RECORDS TO USE
:::

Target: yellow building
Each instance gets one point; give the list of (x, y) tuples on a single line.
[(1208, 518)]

:::

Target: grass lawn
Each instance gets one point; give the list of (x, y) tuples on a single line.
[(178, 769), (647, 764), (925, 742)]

:::

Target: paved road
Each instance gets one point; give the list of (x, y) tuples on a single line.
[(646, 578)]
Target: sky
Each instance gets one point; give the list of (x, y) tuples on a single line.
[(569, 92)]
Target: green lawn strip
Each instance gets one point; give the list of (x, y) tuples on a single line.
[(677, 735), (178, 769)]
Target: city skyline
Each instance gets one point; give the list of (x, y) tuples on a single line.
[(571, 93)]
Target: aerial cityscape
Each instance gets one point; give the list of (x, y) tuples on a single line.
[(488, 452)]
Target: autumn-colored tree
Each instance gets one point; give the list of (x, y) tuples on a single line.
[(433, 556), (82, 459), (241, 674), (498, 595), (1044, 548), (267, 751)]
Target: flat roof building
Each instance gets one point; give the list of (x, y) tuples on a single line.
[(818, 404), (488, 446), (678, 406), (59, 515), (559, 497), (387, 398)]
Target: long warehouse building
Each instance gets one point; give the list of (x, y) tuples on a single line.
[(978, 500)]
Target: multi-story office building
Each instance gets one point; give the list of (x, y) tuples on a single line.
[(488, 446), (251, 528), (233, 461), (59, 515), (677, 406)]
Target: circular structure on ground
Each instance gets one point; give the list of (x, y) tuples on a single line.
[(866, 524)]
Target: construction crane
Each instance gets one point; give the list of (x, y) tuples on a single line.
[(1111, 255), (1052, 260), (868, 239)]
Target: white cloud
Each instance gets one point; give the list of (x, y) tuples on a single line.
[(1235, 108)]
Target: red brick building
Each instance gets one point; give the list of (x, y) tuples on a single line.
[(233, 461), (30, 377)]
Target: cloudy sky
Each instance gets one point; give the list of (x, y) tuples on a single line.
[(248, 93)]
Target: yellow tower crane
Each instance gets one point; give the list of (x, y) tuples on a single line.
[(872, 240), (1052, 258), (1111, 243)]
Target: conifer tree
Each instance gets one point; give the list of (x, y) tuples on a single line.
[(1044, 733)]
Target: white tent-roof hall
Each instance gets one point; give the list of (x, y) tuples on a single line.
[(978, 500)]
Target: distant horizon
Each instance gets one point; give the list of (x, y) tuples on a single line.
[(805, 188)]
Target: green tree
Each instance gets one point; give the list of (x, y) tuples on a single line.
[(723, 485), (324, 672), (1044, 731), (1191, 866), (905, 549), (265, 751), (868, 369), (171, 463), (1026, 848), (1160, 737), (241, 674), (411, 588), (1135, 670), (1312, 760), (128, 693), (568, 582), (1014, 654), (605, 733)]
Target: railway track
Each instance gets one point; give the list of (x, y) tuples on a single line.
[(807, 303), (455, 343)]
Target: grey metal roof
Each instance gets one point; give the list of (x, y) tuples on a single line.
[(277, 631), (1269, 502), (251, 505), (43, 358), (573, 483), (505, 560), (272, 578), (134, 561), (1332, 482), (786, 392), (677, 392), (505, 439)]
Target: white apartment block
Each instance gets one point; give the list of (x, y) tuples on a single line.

:::

Scan the material above. Copy each line where "roof" occurs.

Target: flat roof building
Target: white tent-roof hall
Target: grey metal roof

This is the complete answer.